DOCUMENT EXTRACT
- - -

Preface

On the Internet, popularity is swift and fleeting. A mention of your website on a popular blog can bring 300,000 potential customers your way at once, all expecting to find out who you are and what you have to offer. But if you’re a small company just starting out, your hardware and software aren’t likely to be able to handle that kind of traffic. Chances are, you’ve sensibly built your site to handle the 30,000 visits per hour you’re actually expecting in your first 6 months. Under heavy load, such a system would be incapable of showing even your company logo to the 270,000 others that showed up to look around. And those potential customers are not likely to come back after the traffic has subsided.

The answer is not to spend time and money building a system to serve millions of visitors on the first day, when those same systems are only expected to serve mere thousands per day for the subsequent months. If you delay your launch to build big, you miss the opportunity to improve your product using feedback from your customers. Building big before allowing customers to use the product risks building something your customers don’t want.

Small companies usually don’t have access to large systems of servers on day one. The best they can do is to build small and hope meltdowns don’t damage their reputation as they try to grow. The lucky ones find their audience, get another round of funding, and halt feature development to rebuild their product for larger capacity. The unlucky ones, well, don’t.

But these days, there are other options. Large Internet companies such as Amazon.com, Google, and Microsoft are leasing parts of their high-capacity systems using a pay-per-use model. Your website is served from those large systems, which are plenty capable of handling sudden surges in traffic and ongoing success. And since you pay only for what you use, there is no up-front investment that goes to waste when traffic is low. As your customer base grows, the costs grow proportionally.

Google App Engine, Google’s application hosting service, does more than just provide access to hardware. It provides a model for building applications that grow automatically. App Engine runs your application so that each user who accesses it gets the same experience as every other user, whether there are dozens of simultaneous users or thousands. The application uses the same large-scale services that power Google’s applications for data storage and retrieval, caching, and network access. App Engine takes care of the tasks of large-scale computing, such as load balancing, data replication, and fault tolerance, automatically.

The App Engine model really kicks in at the point where a traditional system would outgrow its first database server. With such a system, adding load-balanced web servers and caching layers can get you pretty far, but when your application needs to write data to more than one place, you have a hard problem. This problem is made harder when development up to that point has relied on features of database software that were never intended for data distributed across multiple machines. By thinking about your data in terms of App Engine’s model up front, you save yourself from having to rebuild the whole thing later, without much additional effort.

Running on Google’s infrastructure means you never have to set up a server, replace a failed hard drive, or troubleshoot a network card. And you don’t have to be woken up in the middle of the night by a screaming pager because an ISP hiccup confused a service alarm. And with automatic scaling, you don’t have to scramble to set up new hardware as traffic increases.

- - -

RECORD EXTRACTS
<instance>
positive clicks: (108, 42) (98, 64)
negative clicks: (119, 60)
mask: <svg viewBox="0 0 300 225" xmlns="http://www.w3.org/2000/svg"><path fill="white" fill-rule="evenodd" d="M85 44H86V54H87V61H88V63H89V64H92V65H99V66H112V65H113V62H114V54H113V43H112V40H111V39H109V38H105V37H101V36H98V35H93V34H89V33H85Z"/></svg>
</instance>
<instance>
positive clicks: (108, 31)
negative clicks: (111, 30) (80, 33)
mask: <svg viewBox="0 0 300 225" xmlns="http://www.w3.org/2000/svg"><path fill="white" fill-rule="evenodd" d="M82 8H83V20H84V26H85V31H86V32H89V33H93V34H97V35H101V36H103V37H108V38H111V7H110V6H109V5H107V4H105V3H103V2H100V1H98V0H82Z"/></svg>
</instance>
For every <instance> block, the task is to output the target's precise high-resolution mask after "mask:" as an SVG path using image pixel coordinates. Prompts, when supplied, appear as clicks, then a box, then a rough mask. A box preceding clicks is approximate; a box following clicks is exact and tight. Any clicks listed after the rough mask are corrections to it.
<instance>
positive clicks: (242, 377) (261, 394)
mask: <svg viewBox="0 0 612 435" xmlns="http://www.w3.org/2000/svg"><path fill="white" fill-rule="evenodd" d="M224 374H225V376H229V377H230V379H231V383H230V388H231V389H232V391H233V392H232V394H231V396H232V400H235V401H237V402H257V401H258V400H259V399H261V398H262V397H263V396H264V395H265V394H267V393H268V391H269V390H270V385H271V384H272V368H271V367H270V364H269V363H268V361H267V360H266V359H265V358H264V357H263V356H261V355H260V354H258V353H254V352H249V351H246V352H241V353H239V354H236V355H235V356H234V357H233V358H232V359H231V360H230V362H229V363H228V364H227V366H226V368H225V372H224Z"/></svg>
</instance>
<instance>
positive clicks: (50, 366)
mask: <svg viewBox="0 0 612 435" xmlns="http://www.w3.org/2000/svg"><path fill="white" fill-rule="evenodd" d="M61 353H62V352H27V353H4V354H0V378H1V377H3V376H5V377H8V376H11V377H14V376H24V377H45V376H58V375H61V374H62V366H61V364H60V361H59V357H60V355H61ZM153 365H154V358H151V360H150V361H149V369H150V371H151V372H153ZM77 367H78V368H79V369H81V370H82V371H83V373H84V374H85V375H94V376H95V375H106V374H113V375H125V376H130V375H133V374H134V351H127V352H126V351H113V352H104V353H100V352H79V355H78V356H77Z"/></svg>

- - -

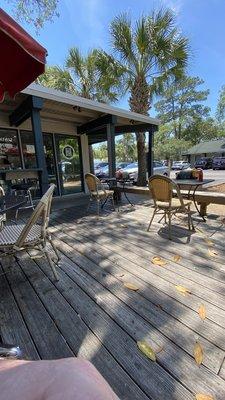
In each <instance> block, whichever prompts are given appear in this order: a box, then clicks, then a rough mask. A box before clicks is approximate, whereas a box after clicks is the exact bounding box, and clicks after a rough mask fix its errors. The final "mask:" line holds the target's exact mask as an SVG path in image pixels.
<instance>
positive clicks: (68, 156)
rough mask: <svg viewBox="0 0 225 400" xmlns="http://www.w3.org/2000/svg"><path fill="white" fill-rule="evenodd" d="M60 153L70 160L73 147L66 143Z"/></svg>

- - -

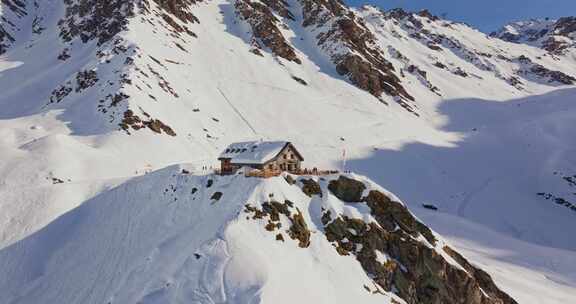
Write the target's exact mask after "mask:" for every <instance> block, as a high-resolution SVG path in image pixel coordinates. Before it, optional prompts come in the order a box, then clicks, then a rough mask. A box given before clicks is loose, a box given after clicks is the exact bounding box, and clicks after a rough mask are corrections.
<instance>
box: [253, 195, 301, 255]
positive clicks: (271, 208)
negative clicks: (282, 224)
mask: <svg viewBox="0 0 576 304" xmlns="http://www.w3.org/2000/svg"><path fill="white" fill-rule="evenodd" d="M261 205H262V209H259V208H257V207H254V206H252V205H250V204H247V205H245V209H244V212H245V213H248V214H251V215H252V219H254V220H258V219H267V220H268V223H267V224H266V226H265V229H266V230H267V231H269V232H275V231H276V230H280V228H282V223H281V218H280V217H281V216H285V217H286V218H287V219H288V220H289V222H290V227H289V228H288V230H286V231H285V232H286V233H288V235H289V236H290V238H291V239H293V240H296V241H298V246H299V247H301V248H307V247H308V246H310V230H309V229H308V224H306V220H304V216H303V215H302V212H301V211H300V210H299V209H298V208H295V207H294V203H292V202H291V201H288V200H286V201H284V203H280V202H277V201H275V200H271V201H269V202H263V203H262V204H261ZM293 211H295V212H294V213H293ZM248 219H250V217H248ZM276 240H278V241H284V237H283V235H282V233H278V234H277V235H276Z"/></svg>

- - -

TASKS
a: Extract the passage of the preface on Google App Engine from "The answer is" to "customers don’t want.", copying it word for word.
b: Condense the paragraph of the preface on Google App Engine that begins "But these days, there are other options" into a short bulleted list that keeps its main facts.
c: Write the next part of the preface on Google App Engine, picking up right after its final sentence.

ANSWERS PER TASK
a:
The answer is not to spend time and money building a system to serve millions of visitors on the first day, when those same systems are only expected to serve mere thousands per day for the subsequent months. If you delay your launch to build big, you miss the opportunity to improve your product using feedback from your customers. Building big before allowing customers to use the product risks building something your customers don’t want.

b:
- Large Internet companies such as Amazon.com, Google, and Microsoft lease parts of their high-capacity systems on a pay-per-use model.
- A website served from those systems can handle sudden surges in traffic and ongoing success.
- Since you pay only for what you use, no up-front investment goes to waste when traffic is low.
- Costs grow in proportion to the customer base.

c:
Google App Engine lets you focus on your application’s functionality and user experience. You can launch early, enjoy the flood of attention, retain customers, and start improving your product with the help of your users. Your app grows with the size of your audience—up to Google-sized proportions—without having to rebuild for a new architecture. Meanwhile, your competitors are still putting out fires and configuring databases.

With this book, you will learn how to develop applications that run on Google App Engine, and how to get the most out of the scalable model. A significant portion of the book discusses the App Engine scalable datastore, which does not behave like the relational databases that have been a staple of web development for the past decade. The application model and the datastore together represent a new way of thinking about web applications that, while being almost as simple as the model we’ve known, requires reconsidering a few principles we often take for granted.

This book introduces the major features of App Engine, including the scalable services (such as for sending email and manipulating images), tools for deploying and managing applications, and features for integrating your application with Google Accounts and Google Apps using your own domain name. The book also discusses techniques for optimizing your application, using task queues and offline processes, and otherwise getting the most out of Google App Engine.

Using This Book

As of this writing, App Engine supports two technology stacks for building web applications: Java and Python. The Java technology stack lets you develop web applications using the Java programming language (or most other languages that compile to Java bytecode or have a JVM-based interpreter) and Java web technologies such as servlets and JSPs. The Python technology stack provides a fast interpreter for the Python programming language, and is compatible with several major open source web application frameworks such as Django.

This book covers concepts that apply to both technology stacks, as well as important language-specific subjects. If you’ve already decided which language you’re going to use, you probably won’t be interested in information that doesn’t apply to that language. This poses a challenge for a printed book: how should the text be organized so information about one technology doesn’t interfere with information about the other?

Foremost, we’ve tried to organize the chapters by the major concepts that apply to all App Engine applications. Where necessary, chapters split into separate sections to talk about specifics for each language. In cases where an example in one language illustrates a concept equally well for other languages, the example is given in Python. If Python is not your language of choice, hopefully you’ll be able to glean the equivalent information from other parts of the book or from the official App Engine documentation on Google’s website.

The datastore is a large enough subject that it gets multiple chapters to itself. Starting with Chapter 4, datastore concepts are introduced alongside Python and Java APIs related to those concepts. Note that we’ve taken an unconventional approach to introducing the datastore APIs by starting with the low-level APIs that map directly to datastore concepts. In your applications, you are most likely to prefer the higher level APIs of the data modeling interfaces. Data modeling is discussed separately, in Chapter 7 for Python, and in Chapter 8 for Java.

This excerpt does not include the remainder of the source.